▶ GOAL: Provide an exact reproduction of every entry.

— begin —

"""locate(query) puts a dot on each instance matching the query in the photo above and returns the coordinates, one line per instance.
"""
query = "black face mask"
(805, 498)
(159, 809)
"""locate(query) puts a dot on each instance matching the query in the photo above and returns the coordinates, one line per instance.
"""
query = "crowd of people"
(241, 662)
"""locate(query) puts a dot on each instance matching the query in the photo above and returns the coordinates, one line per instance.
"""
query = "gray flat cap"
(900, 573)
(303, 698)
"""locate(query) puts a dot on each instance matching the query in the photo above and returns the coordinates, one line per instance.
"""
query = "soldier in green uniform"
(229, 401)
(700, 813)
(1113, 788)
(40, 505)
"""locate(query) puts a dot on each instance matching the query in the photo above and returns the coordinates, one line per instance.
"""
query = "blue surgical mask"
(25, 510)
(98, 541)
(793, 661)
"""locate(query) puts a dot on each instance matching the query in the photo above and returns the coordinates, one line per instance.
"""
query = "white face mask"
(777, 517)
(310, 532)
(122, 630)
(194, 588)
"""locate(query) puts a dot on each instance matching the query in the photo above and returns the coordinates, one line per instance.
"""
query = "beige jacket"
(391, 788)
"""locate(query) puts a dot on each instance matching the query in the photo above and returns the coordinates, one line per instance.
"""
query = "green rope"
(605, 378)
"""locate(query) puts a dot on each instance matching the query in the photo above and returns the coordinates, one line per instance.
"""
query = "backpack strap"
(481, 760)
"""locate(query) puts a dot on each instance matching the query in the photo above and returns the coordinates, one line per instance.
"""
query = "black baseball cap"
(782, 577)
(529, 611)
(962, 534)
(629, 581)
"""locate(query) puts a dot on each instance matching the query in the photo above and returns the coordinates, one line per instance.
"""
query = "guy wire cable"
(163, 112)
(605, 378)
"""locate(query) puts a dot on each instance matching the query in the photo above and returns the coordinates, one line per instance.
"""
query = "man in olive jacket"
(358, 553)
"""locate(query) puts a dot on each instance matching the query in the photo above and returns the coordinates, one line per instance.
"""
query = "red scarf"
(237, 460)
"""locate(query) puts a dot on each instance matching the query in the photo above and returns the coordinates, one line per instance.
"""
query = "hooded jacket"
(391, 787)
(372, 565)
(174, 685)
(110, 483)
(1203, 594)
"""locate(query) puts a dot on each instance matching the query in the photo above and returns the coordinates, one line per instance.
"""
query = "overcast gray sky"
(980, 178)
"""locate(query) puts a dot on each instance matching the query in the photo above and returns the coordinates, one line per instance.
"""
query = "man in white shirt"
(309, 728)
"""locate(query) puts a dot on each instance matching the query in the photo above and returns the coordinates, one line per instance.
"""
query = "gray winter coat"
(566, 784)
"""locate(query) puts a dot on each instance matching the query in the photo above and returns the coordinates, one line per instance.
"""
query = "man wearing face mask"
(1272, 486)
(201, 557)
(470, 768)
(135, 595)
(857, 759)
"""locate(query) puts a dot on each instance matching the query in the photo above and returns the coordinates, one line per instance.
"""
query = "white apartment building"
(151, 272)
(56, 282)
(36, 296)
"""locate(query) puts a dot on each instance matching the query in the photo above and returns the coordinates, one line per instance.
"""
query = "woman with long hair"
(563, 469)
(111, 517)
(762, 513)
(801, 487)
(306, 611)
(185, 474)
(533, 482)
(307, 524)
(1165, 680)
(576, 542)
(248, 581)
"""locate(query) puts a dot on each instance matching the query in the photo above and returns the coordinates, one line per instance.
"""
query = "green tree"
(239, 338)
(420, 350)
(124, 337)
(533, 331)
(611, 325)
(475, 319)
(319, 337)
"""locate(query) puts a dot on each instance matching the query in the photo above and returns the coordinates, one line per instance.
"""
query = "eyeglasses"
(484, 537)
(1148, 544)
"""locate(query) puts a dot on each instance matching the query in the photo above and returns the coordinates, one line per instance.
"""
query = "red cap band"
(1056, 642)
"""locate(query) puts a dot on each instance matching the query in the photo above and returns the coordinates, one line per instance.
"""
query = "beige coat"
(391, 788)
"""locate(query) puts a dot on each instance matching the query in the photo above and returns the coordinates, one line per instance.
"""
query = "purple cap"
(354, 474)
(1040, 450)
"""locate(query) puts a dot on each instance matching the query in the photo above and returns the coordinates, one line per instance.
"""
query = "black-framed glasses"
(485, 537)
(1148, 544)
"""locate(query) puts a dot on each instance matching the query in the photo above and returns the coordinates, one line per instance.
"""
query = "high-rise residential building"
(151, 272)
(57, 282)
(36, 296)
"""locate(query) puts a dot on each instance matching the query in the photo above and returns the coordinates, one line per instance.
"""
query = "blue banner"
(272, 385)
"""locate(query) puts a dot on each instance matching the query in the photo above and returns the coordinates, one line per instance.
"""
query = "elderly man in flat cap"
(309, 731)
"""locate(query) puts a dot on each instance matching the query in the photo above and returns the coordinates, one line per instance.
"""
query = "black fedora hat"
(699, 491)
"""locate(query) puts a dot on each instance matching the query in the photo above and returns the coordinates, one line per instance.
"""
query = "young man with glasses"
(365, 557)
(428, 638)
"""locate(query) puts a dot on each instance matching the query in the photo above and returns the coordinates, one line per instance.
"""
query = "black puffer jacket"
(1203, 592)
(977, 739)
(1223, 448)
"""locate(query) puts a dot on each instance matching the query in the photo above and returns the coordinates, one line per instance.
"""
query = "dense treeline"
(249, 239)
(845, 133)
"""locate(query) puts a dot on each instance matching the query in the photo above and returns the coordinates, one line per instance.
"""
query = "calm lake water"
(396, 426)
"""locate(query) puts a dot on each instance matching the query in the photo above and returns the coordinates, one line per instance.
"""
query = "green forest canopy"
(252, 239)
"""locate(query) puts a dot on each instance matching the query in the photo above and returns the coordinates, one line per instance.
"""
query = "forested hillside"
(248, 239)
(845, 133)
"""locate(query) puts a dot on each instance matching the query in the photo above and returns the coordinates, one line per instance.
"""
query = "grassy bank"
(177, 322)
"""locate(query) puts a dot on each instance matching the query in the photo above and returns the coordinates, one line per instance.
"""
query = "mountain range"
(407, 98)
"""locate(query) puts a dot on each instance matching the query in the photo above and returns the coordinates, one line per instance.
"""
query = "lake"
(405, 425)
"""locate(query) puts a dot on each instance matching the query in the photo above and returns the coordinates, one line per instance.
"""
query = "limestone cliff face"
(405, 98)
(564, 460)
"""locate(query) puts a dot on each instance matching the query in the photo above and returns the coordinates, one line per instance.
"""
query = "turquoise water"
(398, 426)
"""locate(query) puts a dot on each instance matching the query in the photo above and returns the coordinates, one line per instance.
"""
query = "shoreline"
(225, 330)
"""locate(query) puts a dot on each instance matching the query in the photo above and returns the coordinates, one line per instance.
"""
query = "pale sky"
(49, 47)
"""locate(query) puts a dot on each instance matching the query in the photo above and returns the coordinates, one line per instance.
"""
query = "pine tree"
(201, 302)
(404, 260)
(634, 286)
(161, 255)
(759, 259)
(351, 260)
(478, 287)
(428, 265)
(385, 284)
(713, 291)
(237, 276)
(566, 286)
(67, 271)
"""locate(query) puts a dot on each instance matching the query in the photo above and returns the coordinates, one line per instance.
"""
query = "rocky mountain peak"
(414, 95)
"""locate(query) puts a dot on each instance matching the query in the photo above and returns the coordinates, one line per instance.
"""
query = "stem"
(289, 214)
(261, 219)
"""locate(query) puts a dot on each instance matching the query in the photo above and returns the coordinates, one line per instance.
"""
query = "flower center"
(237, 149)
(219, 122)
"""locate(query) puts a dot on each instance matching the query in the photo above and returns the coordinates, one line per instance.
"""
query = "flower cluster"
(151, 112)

— end —

▶ WRITTEN SOLUTION:
"""locate(query) puts a dot on each instance matching the query in the photo above and returns the coordinates, one line per instance.
"""
query = "black face mask"
(805, 498)
(159, 809)
"""locate(query) puts a dot on each instance matching the query in the photo above and returns the coordinates, one line per instance.
"""
query = "crowd of people"
(241, 662)
"""locate(query) puts a dot on each instance matching the query in the photo above and returns the coordinates, one line per instance.
"""
query = "gray flat cap"
(900, 573)
(303, 698)
"""locate(query) puts a dot on each instance matching the query in the photo above and returns the coordinates, one line per instance.
"""
query = "soldier in green uniform"
(229, 401)
(700, 813)
(1113, 788)
(40, 505)
"""locate(query) puts a dot on each instance matching the query in the photo above and returns the coordinates, one line per instance.
"""
query = "blue surgical mask"
(25, 510)
(98, 541)
(793, 661)
"""locate(query) puts a dot on each instance matching the query in the photo above and returns the coordinates, one line per instance.
"""
query = "white face mask"
(777, 517)
(310, 532)
(122, 630)
(194, 588)
"""locate(query) puts a dot on each instance matching the query in the photo above and returns the coordinates, one line per instance.
"""
query = "beige jacket"
(391, 788)
"""locate(query) puts a dot on each instance matching the query in the photo above and returns the coordinates, one line per instance.
"""
query = "green rope"
(605, 378)
"""locate(query) puts a dot on each instance matching the query in the photo above and returns the coordinates, one line per instance.
"""
query = "backpack strap"
(481, 760)
"""locate(query) puts a dot on each instance matching the query in the photo above and returns the coordinates, one line per instance.
"""
query = "black baseball cap"
(782, 577)
(529, 611)
(962, 534)
(629, 581)
"""locate(query) puts a dot on each instance matching the query in the photo above and returns the coordinates, one line per instance.
"""
query = "guy wire cable"
(163, 112)
(605, 378)
"""locate(query) puts a dot on each instance matching the query in the photo above and returns the coordinates, one line per instance.
"""
query = "man in olive jacket"
(358, 553)
"""locate(query) puts a dot on each instance matching the query in the photo above and returns the coordinates, one line per instance.
"""
query = "red scarf"
(237, 460)
"""locate(query) puts a dot on each instance matching the query in the photo above and returns the coordinates, one line per instance.
"""
query = "hooded jacket"
(391, 787)
(372, 565)
(174, 685)
(110, 483)
(1203, 594)
"""locate(query) puts a dot on each instance matching the query in the photo above and returns the coordinates, one line per instance.
"""
query = "overcast gray sky"
(980, 178)
"""locate(query) puts a dot on each instance matching the query in the photo above and returns the coordinates, one line per instance.
"""
query = "man in white shirt"
(309, 728)
"""locate(query) puts a dot on each instance matching the query in the photo above and returns the coordinates, one line per instance.
"""
query = "gray winter coat"
(566, 784)
"""locate(query) puts a dot on each instance matching the query in the photo above and returns the coordinates, one line per instance.
"""
query = "man wearing face mask"
(1272, 486)
(201, 557)
(470, 768)
(135, 595)
(857, 759)
"""locate(query) puts a dot on each instance matching the query in the photo above and returns the coordinates, one line per instance.
"""
query = "white apartment building"
(151, 272)
(56, 282)
(36, 296)
"""locate(query) puts a dot on each instance matching the query in the photo above and returns the coordinates, one line per instance.
"""
query = "woman with long hair"
(563, 469)
(111, 517)
(762, 513)
(801, 487)
(306, 611)
(185, 474)
(533, 482)
(307, 524)
(1165, 680)
(576, 542)
(248, 581)
"""locate(query) puts a dot on each instance matching the query in the photo above and returns the coordinates, one line per instance.
"""
query = "green tree"
(239, 338)
(420, 350)
(124, 337)
(533, 331)
(611, 325)
(475, 319)
(319, 337)
"""locate(query) puts a dot on each instance matching the query in the photo above and returns the coordinates, one line per instance.
"""
query = "eyeglasses"
(484, 537)
(1148, 544)
"""locate(query) puts a dot on each instance matching the query in the photo above and returns the coordinates, one line per instance.
"""
query = "red cap band"
(1056, 642)
"""locate(query) puts a dot on each instance matching the query in the photo above and returns the coordinates, one line per instance.
"""
query = "beige coat"
(391, 788)
"""locate(query) puts a dot on each instance matching the query in the photo above and returns the coordinates, one line per instance.
"""
query = "purple cap"
(354, 474)
(1040, 450)
"""locate(query) puts a dot on each instance matching the query in the photo above and returns the coordinates, one line per instance.
"""
query = "black-framed glasses"
(485, 537)
(1148, 544)
"""locate(query) puts a dot on each instance matching the query in the photo above and returns the coordinates, one line per instance.
"""
query = "high-rise residential building"
(151, 272)
(57, 282)
(36, 296)
"""locate(query) puts a dot on each instance matching the query in the photo above and returns the coordinates, one line per instance.
"""
query = "blue banner"
(272, 385)
"""locate(query) puts a dot on each instance matching the query in the photo above and returns the coordinates, one line per instance.
"""
query = "elderly man in flat cap"
(309, 731)
"""locate(query) puts a dot on each instance matching the query in the photo above and returns the coordinates, one line per instance.
"""
query = "black fedora hat"
(699, 491)
"""locate(query) puts a dot on each instance matching the query in the photo above and returns the coordinates, one line per instance.
"""
query = "young man with glasses"
(365, 557)
(428, 638)
"""locate(query) puts a dot on each instance matching the query in the photo above and returns the coordinates, one line per instance.
"""
query = "black puffer jacket"
(1203, 592)
(977, 739)
(1223, 448)
"""locate(query) puts a dot on each instance matching the query in the photo above and returns the coordinates, one line per instance.
"""
query = "dense treeline"
(249, 239)
(845, 133)
"""locate(query) puts a dot on each instance matching the query in the photo above and returns the coordinates, one line per instance.
"""
query = "calm lake water"
(396, 426)
"""locate(query) puts a dot on each instance matching the query in the photo above and returns the coordinates, one line per instance.
"""
query = "green forest canopy"
(252, 239)
"""locate(query) puts a dot on each instance matching the query in the photo above and returns the coordinates, one line per instance.
"""
query = "forested hillside"
(248, 239)
(845, 133)
"""locate(query) puts a dot on each instance matching the query in the photo above and returns the coordinates, one line per instance.
"""
query = "grassy bank"
(177, 322)
"""locate(query) puts a dot on each instance matching the query in the photo above and returns the coordinates, one line per instance.
"""
query = "mountain range"
(407, 98)
"""locate(query) puts a dot on each instance matching the query in the photo above and returns the coordinates, one line per instance.
"""
query = "lake"
(405, 425)
"""locate(query) puts a dot on each instance matching the query in the photo above and returns the coordinates, one line per instance.
"""
query = "limestone cliff face"
(405, 98)
(564, 460)
"""locate(query) puts a dot on each instance matching the query in the photo above and returns the coordinates, one line per instance.
"""
query = "turquoise water"
(398, 426)
"""locate(query) puts a dot on each instance matching the query in the photo above and returns the coordinates, one line per instance.
"""
query = "shoreline"
(225, 330)
"""locate(query) puts a dot on each instance matching the query in the photo above and returns the coordinates, one line per instance.
"""
query = "pale sky"
(49, 47)
"""locate(query) puts a dot on each instance matching the query in the photo above and returns the coordinates, one line per instance.
"""
query = "pine tree"
(201, 302)
(404, 260)
(634, 286)
(161, 255)
(759, 259)
(351, 260)
(478, 287)
(428, 265)
(385, 284)
(713, 291)
(237, 276)
(566, 286)
(67, 271)
"""locate(query) puts a dot on each instance matching the query in the photo above and returns the coordinates, one line per instance.
"""
query = "rocky mountain peak"
(414, 95)
"""locate(query) puts a dot on each instance matching the query in the photo above and returns the coordinates, one line per instance.
"""
query = "stem"
(289, 214)
(261, 219)
"""locate(query) puts a dot on each instance matching the query in the photo above and returns the coordinates, one line per instance.
"""
query = "flower center"
(237, 149)
(219, 122)
"""locate(query) puts a dot on each instance matching the query in the photo above and returns the coordinates, one line per instance.
"""
query = "flower cluster"
(151, 112)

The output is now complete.